## TEXTO FORNECIDO
╔══

O novo presidente salvadorenho não foi a debate, não deu entrevista e fez campanha nas redes sociais. Deu certo: conquistou a população cansada da corrupção

Por Thais Navarro
Atualizado em 8 fev 2019, 07h00 - Publicado em 8 fev 2019, 07h00

Seguindo o roteiro das eleições tocadas via redes sociais, o pequeno El Salvador, país da América Central mergulhado na miséria e na violência, também virou a mesa: no domingo 3, elegeu presidente Nayib Bukele, de apenas 37 anos, que fez campanha como o “novo” que acabará com três décadas de corrupção endêmica na política salvadorenha. “Hoje viramos a página do período do pós-guerra”, declarou Bukele, de jeans e jaqueta de couro — seu uniforme de campanha —, referindo-se à alternância de poder entre dois partidos, a FMLN, de esquerda, e a Arena, de direita, desde que um acordo de paz pôs fim a uma sangrenta guerra civil em 1992.

Em 2015, concorrendo pela esquerdista FMLN (Frente Farabundo Martí de Libertação Nacional), grupo guerrilheiro que entrou para a política ao depor as armas, Bukele elegeu-se prefeito da capital, San Salvador, cargo em que ganhou projeção nacional. Passou a expor atritos constantes com o partido e, no apogeu, em 2017, bateu boca com uma sindicalista, chamou-a de “bruxa” e atirou-lhe uma maçã. Foi expulso da FMLN, ganhou fama de independente e aproveitou o episódio para se projetar ainda mais.

A campanha inteira de Bukele foi no Twitter, Instagram e Facebook. Ora postava vídeos falando a multidões vestidas com o azul-claro que é sua marca — em contraponto ao vermelho da FMLN —, ora gravava preleções sentado no sofá branco, sob uma pintura abstrata, da sala da casa em que mora com a mulher, Gabriela Rodríguez. Não participou de debates, não deu entrevistas a jornalistas que pudessem ser críticos a ele. Seu slogan — “O dinheiro é suficiente se ninguém o rouba” — soou como música para a população farta de corruptos.

╚══

## EXERCÍCIO CURTO A
Selecione e copie todas as linhas abaixo que contêm a palavra "wall", respeitando a distinção entre maiúsculas e minúsculas.

[Itens listados em um conjunto de dados]
╔══

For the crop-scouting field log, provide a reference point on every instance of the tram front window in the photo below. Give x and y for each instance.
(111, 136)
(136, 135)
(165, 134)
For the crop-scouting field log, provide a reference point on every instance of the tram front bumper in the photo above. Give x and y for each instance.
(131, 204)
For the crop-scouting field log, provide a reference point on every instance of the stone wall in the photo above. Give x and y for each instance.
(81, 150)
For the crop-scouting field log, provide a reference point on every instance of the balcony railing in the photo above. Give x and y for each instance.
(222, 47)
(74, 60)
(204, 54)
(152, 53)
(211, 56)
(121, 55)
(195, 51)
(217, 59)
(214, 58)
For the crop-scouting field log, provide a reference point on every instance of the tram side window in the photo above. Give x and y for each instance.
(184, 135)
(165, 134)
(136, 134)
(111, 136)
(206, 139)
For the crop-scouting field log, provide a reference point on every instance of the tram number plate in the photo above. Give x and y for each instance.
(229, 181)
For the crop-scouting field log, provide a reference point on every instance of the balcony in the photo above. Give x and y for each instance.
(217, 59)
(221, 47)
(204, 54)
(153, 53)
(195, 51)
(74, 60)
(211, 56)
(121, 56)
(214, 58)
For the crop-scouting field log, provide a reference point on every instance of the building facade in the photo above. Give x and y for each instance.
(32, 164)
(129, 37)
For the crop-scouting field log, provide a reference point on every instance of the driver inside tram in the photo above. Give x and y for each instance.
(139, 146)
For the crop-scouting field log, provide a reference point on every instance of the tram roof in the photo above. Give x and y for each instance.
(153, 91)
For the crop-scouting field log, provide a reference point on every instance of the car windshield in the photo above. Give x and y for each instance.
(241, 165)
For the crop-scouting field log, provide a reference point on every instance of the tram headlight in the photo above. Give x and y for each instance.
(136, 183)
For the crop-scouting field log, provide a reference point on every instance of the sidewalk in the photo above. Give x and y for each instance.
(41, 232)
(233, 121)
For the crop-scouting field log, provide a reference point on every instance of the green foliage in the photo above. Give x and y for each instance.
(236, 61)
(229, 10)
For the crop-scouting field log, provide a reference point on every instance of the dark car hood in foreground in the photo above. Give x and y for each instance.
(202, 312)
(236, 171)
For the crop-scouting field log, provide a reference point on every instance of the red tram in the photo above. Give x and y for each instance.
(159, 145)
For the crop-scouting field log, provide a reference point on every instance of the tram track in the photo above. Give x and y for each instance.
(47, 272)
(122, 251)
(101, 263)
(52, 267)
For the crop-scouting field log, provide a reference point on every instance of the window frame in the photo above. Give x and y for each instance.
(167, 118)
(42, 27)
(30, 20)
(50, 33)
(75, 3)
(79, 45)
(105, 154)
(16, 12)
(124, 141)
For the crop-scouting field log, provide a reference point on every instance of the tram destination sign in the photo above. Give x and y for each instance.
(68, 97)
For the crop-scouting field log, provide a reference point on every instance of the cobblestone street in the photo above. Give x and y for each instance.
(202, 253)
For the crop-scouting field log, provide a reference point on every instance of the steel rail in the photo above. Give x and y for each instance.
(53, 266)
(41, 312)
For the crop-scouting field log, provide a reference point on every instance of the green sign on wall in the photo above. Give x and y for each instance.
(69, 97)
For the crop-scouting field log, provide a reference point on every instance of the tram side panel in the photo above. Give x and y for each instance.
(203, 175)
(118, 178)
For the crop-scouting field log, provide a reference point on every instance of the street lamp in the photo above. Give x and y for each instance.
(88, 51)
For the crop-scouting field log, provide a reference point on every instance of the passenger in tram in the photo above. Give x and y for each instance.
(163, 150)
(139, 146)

╚══

## EXERCÍCIO CURTO B
Transcreva do texto sobre a eleição em El Salvador o trecho que vai de "O novo presidente" até "civil em 1992.".

## RESPOSTA COMPLETA A
For the crop-scouting field log, provide a reference point on every instance of the stone wall in the photo above. Give x and y for each instance.
For the crop-scouting field log, provide a reference point on every instance of the green sign on wall in the photo above. Give x and y for each instance.

## RESPOSTA COMPLETA B
O novo presidente salvadorenho não foi a debate, não deu entrevista e fez campanha nas redes sociais. Deu certo: conquistou a população cansada da corrupção

Por Thais Navarro
Atualizado em 8 fev 2019, 07h00 - Publicado em 8 fev 2019, 07h00

Seguindo o roteiro das eleições tocadas via redes sociais, o pequeno El Salvador, país da América Central mergulhado na miséria e na violência, também virou a mesa: no domingo 3, elegeu presidente Nayib Bukele, de apenas 37 anos, que fez campanha como o “novo” que acabará com três décadas de corrupção endêmica na política salvadorenha. “Hoje viramos a página do período do pós-guerra”, declarou Bukele, de jeans e jaqueta de couro — seu uniforme de campanha —, referindo-se à alternância de poder entre dois partidos, a FMLN, de esquerda, e a Arena, de direita, desde que um acordo de paz pôs fim a uma sangrenta guerra civil em 1992.